WHAT THIS TASK INVOLVES → Rewrite everything in the data from the line containing "TARGET = finger" down to the end of the data, both ends included, and keep every line, requests too. Multiply each pixel coordinate in the answers by 2.1 and round it to a whole number, with halves rounding up. Omit the pictures.
(begin)
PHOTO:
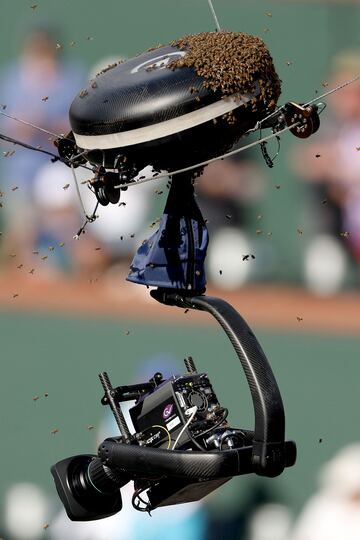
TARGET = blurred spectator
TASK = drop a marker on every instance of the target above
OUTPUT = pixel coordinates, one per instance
(38, 88)
(224, 192)
(26, 512)
(331, 163)
(334, 512)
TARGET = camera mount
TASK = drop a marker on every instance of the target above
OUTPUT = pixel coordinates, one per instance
(182, 446)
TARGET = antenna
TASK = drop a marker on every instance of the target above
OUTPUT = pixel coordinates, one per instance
(217, 24)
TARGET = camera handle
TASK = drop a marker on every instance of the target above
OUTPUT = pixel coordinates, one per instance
(268, 454)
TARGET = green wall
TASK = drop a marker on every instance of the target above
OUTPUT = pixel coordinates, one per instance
(318, 376)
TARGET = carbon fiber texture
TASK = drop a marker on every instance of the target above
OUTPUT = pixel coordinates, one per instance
(152, 462)
(123, 100)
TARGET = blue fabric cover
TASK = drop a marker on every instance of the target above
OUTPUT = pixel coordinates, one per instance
(173, 257)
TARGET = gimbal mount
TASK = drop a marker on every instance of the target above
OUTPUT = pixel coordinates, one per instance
(89, 486)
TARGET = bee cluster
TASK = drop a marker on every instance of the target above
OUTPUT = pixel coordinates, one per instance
(231, 62)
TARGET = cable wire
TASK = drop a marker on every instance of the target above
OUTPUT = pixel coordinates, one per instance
(214, 15)
(192, 415)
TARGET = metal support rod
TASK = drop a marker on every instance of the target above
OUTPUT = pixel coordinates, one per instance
(115, 407)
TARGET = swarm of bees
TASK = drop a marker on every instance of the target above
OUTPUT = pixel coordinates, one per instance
(231, 62)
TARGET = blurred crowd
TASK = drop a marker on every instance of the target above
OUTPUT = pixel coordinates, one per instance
(40, 214)
(40, 211)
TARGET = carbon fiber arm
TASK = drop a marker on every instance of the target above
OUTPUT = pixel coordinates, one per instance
(268, 455)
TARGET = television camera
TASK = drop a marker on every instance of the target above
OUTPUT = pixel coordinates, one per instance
(162, 110)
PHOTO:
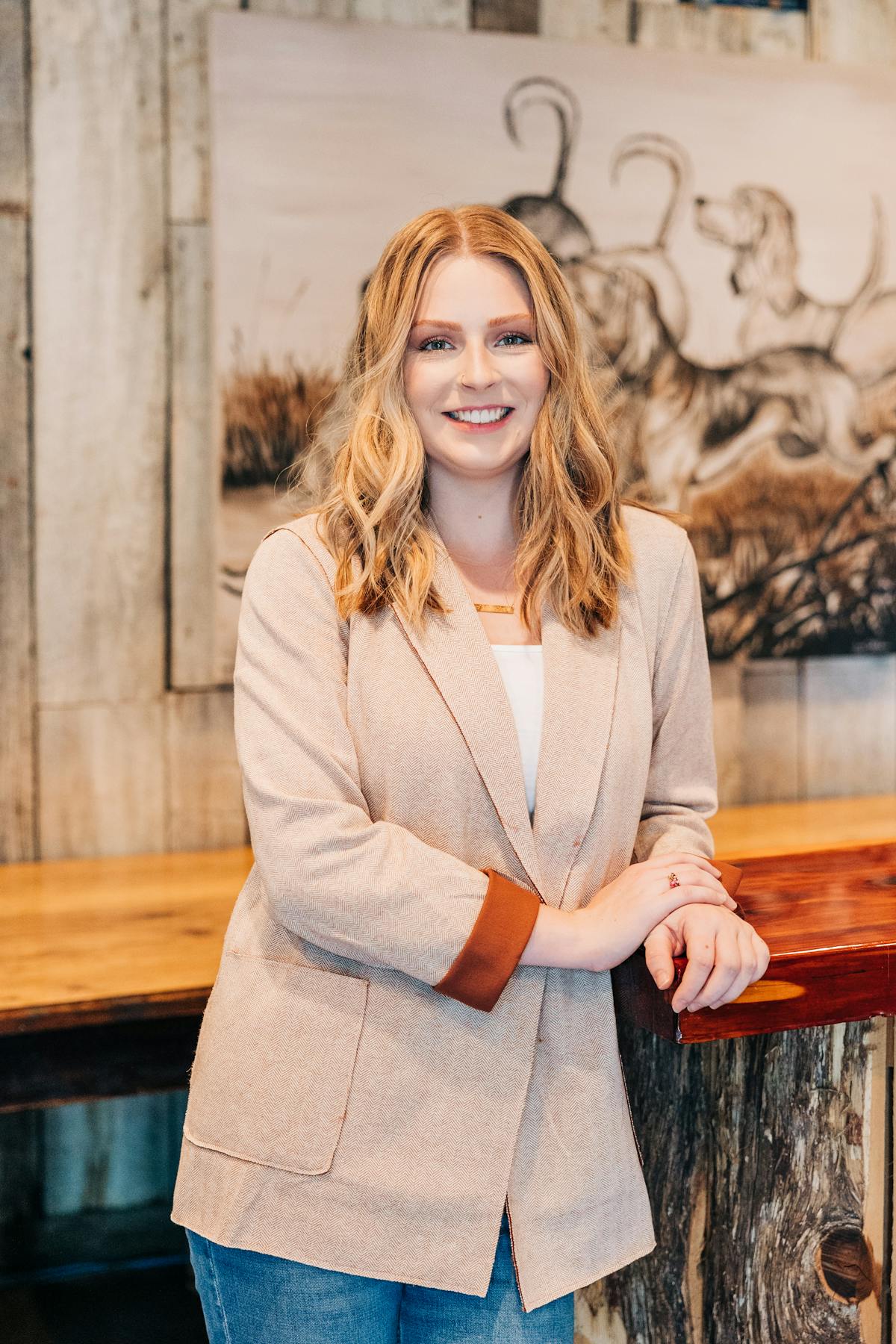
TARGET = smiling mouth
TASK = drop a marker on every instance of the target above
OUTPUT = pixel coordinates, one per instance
(494, 416)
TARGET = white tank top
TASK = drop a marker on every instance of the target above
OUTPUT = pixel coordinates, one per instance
(523, 673)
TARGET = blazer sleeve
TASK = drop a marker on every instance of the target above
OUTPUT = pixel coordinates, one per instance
(361, 889)
(682, 789)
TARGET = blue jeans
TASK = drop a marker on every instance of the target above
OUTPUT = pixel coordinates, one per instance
(247, 1297)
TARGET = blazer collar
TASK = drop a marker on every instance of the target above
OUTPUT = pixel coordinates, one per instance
(579, 694)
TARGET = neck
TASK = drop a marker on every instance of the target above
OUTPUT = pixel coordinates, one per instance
(474, 519)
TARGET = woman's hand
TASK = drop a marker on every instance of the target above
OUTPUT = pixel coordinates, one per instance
(625, 912)
(724, 956)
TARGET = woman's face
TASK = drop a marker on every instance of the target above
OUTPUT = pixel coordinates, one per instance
(473, 376)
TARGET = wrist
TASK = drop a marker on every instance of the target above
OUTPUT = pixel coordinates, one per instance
(554, 940)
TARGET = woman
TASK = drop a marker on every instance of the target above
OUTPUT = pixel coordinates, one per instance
(408, 1110)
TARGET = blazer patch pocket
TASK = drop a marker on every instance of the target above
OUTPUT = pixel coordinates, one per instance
(274, 1062)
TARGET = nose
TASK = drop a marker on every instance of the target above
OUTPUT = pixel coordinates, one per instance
(477, 369)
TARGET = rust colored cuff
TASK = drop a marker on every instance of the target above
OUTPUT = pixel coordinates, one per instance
(494, 945)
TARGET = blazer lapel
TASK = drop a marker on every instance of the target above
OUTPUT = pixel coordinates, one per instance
(579, 692)
(581, 678)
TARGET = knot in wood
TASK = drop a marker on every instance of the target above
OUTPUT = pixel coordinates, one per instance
(845, 1265)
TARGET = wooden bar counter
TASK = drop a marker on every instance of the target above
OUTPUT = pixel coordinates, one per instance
(766, 1125)
(107, 964)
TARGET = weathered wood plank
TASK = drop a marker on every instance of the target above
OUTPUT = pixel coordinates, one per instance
(721, 28)
(205, 796)
(101, 779)
(848, 726)
(16, 612)
(187, 108)
(729, 729)
(608, 20)
(195, 464)
(862, 31)
(759, 1194)
(100, 329)
(504, 15)
(770, 730)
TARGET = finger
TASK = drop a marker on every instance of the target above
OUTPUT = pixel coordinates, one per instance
(762, 953)
(746, 976)
(682, 856)
(659, 948)
(706, 892)
(727, 969)
(700, 961)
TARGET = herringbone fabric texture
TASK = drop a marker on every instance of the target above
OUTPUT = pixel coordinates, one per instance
(341, 1110)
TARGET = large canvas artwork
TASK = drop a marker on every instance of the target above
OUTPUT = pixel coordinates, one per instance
(726, 228)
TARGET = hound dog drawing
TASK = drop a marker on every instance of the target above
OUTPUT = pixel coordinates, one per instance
(697, 423)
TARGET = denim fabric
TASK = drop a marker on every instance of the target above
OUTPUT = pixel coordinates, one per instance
(247, 1297)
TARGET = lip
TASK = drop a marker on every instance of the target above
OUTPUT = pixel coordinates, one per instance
(467, 428)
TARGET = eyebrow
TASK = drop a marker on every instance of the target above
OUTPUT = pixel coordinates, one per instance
(455, 327)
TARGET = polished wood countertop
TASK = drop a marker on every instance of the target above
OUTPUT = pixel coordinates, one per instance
(116, 940)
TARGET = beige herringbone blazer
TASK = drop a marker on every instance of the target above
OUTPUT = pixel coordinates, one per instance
(343, 1110)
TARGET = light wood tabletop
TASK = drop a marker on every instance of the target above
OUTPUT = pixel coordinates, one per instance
(117, 939)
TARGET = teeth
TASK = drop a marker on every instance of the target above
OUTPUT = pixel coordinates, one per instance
(481, 417)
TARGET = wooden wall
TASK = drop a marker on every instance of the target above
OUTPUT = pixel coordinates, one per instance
(113, 737)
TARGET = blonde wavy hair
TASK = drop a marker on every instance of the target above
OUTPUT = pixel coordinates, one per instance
(364, 470)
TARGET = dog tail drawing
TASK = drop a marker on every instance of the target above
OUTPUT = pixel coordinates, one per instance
(541, 90)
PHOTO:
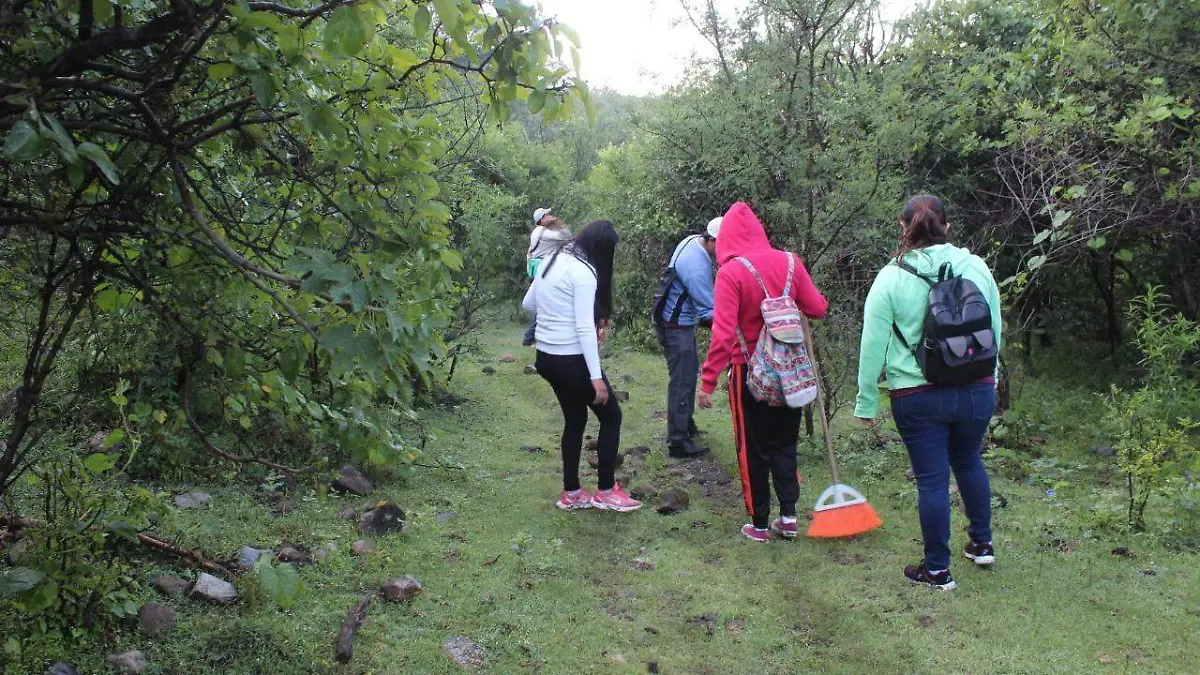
(end)
COMPLETE ANSWER →
TARGET = finger
TASK = drop a marker on every instance of the target above
OUTPUT = pixel coordinates, one per instance
(1600, 2001)
(1567, 2050)
(1432, 1798)
(1384, 1991)
(1483, 1873)
(1527, 2035)
(1470, 2018)
TARGET = herringbone fabric texture
TASK = drop a marker on every instance of the target above
OUTPUT = pixel coordinates, one per instance
(716, 2331)
TARGET = large canvas artwork
TASK = drop a marker on every instance of the target above
OUTPUT = pixel coordinates, one per instance
(1525, 479)
TARGET = hound dog drawing
TASK = drop a marker on every instance of the target above
OUTPUT = pixel coordinates, one per instance
(1464, 888)
TARGET = denim fabric
TASK = drop a marker on every instance of the target above
OUTPUT = pixel coordinates, one per instance
(519, 2724)
TARGET = lip
TASK = drop a marker on every instance of the target above
OUTPUT = pixel coordinates, one per instance
(981, 899)
TARGET = eyebrow
TASK = drop a marker on every instance of the target above
OUTPUT = pixel coordinates, one per instance
(956, 687)
TARGET = polished wood countertop
TASK = drop a marker on every instance of the target above
OUTPUT = pixel coordinates, one per instance
(244, 1974)
TARGET = beige herringbone blazer
TASK = drop a marker on every instance of the target above
OUTPUT = pixel coordinates, one per instance
(720, 2331)
TARGET = light wood tabletop
TASK = drop a marker on every instance of the target above
OUTPUT = pixel coordinates, one per instance
(246, 1972)
TARGET = teeth
TASK = drop a marker on every instance of the target above
OUTPUT = pixel coordinates, one per instance
(1010, 876)
TARGET = wooden wall
TASK = drop a marker on every instance of the target above
OUTPUT = pixel coordinates, one per instance
(237, 1548)
TARGET = blonde wavy hair
TASK = drop a marker on every instance of the target above
OUTPUT = pixel coordinates, one per instance
(764, 987)
TARGET = dog tail drawing
TASK = drop a marker on every instance of the target above
OUTPUT = pixel coordinates, one per instance
(1136, 189)
PHOTO:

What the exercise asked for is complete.